Written instruction: Repeat exactly the lines from the line containing "Q: Find one point on every instance of the wooden walkway" to the last line of the listing, including both.

(Some records)
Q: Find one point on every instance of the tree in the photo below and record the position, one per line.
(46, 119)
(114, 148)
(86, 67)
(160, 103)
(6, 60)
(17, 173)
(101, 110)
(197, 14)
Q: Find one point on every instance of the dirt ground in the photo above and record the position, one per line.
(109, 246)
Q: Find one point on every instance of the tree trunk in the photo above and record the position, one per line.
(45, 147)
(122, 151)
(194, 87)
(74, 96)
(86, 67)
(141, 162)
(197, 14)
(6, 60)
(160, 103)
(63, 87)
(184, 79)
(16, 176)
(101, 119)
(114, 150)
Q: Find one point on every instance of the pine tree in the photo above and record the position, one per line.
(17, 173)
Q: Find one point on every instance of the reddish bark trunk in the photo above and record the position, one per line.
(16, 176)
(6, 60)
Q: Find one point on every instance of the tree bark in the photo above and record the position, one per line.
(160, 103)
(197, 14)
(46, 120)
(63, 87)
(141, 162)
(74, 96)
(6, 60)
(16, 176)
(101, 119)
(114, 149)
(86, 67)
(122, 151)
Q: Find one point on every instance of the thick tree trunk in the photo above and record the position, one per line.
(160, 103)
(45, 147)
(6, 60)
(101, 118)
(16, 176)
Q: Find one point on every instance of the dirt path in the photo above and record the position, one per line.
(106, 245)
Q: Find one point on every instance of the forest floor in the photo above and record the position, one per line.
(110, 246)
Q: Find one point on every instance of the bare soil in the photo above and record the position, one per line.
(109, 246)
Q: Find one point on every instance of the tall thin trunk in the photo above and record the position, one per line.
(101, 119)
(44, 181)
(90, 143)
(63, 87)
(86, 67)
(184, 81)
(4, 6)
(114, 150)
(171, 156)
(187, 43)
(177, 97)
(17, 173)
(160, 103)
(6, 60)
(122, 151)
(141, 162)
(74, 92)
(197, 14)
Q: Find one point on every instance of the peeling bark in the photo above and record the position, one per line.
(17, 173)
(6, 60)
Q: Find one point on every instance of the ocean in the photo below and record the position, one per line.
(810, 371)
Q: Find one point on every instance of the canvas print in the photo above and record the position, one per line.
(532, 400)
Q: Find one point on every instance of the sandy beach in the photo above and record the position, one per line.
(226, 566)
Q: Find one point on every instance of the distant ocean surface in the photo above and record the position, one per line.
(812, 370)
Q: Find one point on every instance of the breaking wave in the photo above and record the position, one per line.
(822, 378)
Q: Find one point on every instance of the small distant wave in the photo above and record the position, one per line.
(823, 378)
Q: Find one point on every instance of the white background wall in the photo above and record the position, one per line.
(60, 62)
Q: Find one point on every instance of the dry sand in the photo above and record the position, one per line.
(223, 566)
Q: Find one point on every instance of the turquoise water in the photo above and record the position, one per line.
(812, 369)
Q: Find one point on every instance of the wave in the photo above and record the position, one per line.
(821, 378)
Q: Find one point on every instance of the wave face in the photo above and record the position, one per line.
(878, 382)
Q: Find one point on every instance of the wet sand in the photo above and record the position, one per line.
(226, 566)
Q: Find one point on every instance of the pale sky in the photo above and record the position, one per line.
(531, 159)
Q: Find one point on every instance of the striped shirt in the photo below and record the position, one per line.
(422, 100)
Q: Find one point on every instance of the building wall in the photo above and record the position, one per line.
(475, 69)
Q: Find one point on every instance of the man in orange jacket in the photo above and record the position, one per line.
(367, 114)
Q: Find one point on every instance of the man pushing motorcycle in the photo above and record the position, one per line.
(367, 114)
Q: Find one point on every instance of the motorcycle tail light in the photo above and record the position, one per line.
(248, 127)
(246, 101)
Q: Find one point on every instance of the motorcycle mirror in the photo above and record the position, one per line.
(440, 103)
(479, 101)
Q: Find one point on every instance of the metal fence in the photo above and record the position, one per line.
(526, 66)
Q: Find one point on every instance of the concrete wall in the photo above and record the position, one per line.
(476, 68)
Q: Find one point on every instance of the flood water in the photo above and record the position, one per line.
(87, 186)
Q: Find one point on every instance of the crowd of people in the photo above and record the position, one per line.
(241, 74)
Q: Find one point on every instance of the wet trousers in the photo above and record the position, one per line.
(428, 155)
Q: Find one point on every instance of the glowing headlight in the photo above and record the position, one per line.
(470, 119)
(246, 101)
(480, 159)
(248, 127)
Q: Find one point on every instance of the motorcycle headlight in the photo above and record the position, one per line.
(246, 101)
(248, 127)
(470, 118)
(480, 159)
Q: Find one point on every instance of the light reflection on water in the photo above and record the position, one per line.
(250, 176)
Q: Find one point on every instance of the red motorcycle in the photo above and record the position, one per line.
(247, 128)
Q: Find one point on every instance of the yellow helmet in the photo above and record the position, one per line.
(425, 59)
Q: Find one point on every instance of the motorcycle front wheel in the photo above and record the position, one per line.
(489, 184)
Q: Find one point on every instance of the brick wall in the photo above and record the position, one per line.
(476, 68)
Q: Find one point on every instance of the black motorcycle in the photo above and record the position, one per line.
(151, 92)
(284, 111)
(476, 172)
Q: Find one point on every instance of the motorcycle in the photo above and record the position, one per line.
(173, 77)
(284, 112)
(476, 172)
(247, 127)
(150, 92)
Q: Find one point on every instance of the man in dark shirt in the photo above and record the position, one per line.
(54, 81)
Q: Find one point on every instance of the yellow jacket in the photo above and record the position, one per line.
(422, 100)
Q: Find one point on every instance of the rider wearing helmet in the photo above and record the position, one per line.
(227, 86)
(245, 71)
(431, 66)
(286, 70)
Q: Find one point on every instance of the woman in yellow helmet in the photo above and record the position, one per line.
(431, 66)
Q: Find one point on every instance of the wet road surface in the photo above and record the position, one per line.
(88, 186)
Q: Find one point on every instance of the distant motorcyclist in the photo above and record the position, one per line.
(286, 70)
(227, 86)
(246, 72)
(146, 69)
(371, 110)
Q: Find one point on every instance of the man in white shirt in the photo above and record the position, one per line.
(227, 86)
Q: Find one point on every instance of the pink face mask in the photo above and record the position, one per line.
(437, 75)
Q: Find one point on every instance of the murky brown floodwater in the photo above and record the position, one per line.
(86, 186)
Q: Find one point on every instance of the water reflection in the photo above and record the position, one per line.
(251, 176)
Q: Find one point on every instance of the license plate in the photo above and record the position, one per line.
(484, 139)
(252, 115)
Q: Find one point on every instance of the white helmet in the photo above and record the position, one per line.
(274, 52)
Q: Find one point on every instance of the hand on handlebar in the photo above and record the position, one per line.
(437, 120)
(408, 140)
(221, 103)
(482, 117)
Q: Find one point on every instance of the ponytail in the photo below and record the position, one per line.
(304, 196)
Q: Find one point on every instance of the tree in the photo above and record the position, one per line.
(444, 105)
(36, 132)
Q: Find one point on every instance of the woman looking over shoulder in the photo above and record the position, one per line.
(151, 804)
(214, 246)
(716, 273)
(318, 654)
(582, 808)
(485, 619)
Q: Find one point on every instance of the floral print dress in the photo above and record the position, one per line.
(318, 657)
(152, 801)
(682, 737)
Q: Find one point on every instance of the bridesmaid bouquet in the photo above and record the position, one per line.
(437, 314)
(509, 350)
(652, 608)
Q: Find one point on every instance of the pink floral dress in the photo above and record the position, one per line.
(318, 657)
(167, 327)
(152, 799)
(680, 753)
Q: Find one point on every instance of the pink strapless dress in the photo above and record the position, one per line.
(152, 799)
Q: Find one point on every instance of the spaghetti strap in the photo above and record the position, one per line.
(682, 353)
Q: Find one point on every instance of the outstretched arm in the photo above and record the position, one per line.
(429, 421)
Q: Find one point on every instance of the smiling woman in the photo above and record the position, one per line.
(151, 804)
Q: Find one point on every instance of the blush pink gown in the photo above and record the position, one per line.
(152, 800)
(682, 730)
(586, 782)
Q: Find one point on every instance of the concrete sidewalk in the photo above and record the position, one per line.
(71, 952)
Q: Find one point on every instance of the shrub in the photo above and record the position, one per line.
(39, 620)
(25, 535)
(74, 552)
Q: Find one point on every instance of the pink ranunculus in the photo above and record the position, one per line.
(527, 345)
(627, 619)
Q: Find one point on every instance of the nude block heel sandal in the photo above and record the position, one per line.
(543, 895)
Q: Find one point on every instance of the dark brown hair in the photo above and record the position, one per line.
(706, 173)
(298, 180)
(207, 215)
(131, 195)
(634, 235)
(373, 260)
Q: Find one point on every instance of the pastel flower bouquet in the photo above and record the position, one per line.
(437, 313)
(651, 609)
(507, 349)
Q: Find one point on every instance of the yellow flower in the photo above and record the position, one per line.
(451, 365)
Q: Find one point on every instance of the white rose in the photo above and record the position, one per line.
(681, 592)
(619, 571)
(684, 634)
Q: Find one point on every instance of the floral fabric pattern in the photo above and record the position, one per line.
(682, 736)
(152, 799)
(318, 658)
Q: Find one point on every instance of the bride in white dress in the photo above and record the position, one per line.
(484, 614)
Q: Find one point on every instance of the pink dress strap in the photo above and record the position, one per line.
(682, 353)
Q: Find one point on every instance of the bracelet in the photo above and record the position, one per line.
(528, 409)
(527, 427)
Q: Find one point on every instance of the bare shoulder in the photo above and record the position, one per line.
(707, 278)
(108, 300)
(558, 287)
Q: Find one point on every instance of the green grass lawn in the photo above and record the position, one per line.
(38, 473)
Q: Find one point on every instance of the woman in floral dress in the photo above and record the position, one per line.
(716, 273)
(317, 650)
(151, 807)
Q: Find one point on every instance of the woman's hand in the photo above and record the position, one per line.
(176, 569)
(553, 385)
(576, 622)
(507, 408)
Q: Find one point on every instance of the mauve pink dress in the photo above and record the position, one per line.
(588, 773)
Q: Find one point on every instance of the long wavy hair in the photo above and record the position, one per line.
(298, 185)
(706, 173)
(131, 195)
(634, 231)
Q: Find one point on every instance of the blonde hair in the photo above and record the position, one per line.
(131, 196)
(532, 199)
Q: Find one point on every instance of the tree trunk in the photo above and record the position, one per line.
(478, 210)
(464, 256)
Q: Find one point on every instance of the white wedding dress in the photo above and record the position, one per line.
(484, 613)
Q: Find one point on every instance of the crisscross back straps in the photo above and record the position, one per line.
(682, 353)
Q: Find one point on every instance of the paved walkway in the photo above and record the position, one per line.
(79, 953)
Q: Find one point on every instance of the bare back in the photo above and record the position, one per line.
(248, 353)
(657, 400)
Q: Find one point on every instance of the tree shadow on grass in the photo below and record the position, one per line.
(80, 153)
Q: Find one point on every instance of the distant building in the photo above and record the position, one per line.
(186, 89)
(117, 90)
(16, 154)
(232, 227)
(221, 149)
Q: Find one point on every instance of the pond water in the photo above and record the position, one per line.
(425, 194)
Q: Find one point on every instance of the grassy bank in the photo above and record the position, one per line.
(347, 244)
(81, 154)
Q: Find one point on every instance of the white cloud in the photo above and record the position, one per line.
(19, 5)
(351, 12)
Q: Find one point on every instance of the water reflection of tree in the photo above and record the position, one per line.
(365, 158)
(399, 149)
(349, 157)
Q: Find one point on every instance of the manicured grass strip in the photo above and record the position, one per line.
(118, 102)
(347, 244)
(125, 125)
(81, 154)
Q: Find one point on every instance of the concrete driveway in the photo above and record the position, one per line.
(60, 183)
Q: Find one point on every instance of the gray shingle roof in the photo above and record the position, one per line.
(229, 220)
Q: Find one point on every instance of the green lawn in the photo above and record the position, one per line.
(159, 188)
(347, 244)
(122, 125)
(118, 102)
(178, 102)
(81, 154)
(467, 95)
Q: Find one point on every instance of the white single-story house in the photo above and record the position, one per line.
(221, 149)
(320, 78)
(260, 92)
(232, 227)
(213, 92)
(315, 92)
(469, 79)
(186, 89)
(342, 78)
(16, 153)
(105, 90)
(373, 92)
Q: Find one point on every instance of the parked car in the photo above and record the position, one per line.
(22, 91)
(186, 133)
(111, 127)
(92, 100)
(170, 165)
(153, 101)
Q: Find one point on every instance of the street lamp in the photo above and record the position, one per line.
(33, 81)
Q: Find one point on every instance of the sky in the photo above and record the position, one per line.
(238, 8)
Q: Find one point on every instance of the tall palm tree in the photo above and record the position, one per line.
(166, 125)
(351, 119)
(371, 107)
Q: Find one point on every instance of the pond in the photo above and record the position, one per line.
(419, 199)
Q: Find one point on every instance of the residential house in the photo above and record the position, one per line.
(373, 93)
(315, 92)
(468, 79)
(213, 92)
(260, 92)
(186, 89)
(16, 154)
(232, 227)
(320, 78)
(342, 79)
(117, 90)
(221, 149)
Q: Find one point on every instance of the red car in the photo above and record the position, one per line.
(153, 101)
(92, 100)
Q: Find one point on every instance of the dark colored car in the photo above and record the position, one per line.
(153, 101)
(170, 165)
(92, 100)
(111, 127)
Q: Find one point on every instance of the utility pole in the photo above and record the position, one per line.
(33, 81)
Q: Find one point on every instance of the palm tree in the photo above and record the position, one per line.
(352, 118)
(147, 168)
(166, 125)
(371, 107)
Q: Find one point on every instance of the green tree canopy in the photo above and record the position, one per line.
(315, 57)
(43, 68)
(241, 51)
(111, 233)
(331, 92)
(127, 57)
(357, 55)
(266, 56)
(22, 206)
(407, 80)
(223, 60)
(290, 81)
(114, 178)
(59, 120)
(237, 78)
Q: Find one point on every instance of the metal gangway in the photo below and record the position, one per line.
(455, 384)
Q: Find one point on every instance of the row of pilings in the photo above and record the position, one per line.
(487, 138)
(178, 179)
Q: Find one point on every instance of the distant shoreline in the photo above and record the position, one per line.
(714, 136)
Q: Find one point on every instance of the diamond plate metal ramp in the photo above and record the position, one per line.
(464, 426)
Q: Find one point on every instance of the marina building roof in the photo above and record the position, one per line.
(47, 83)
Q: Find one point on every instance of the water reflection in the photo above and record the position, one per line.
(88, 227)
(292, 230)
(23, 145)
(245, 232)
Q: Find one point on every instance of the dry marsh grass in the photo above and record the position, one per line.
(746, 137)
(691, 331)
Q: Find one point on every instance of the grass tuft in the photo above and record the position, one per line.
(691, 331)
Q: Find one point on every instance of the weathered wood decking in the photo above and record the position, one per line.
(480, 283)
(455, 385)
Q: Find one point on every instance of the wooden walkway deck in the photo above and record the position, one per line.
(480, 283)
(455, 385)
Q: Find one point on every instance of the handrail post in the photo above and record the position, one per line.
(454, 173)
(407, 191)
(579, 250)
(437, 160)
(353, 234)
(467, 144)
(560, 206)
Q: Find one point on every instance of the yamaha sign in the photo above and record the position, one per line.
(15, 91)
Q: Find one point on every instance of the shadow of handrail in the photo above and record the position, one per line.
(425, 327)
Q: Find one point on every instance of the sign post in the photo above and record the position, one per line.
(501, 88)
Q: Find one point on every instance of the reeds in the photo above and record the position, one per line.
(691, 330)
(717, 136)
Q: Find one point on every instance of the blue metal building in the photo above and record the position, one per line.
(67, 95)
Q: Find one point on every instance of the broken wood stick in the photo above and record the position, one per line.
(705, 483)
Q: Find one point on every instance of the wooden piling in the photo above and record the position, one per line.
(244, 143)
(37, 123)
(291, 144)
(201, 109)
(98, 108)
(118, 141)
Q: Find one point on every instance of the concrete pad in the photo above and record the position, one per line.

Correct response:
Q: Find one point on every instance of the wooden walkway deck in the photo above and record the position, one per line.
(480, 283)
(455, 385)
Q: Find one point on every instance of the handrail post in the photo above and record the position, one per line.
(454, 173)
(407, 191)
(579, 250)
(437, 160)
(353, 234)
(467, 144)
(560, 206)
Q: Find one point on every instance of the yamaha sign in the photo above and record the position, one per line.
(15, 91)
Q: Find one point on every instance of the shadow of handrail in the photo above and record the position, one per line.
(425, 327)
Q: Find one point on every instance of the sign post in the photo above and record the position, one per line.
(501, 88)
Q: Find one point on every instance of the reeds in the photo above and record the position, one per line.
(691, 330)
(717, 136)
Q: Find one point on every instance of the blue metal building in the photo above and record the position, one per line.
(67, 95)
Q: Find one point on every instance of the broken wood stick in the photo above and record the position, one per line.
(705, 483)
Q: Find one point on every instance of the wooden piling in the photo above and record the position, one per line.
(244, 143)
(37, 123)
(291, 144)
(201, 109)
(98, 108)
(118, 141)
Q: Find one point on every instance of the concrete pad in the photo above and record the position, one per line.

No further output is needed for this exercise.